● **GIVEN REQUEST**
Your task is to transcribe the records exactly, skipping every image.

● **SUPPLIED MATERIAL**
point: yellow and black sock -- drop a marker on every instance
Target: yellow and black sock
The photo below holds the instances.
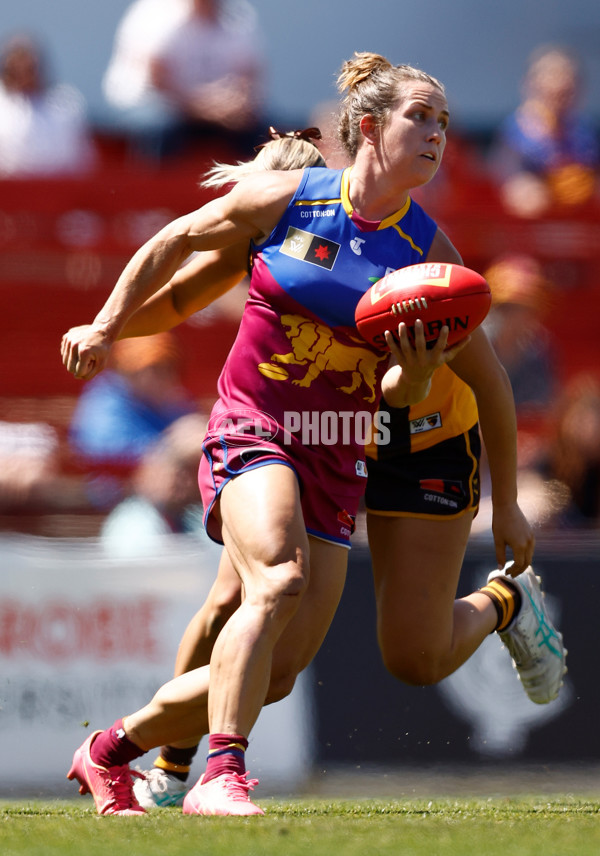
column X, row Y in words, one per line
column 506, row 597
column 176, row 762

● **COMPLETE OUTPUT**
point: yellow and black sock -- drop a marker on every instance
Target: yellow and black sock
The photo below holds the instances.
column X, row Y in words, one per line
column 506, row 597
column 176, row 762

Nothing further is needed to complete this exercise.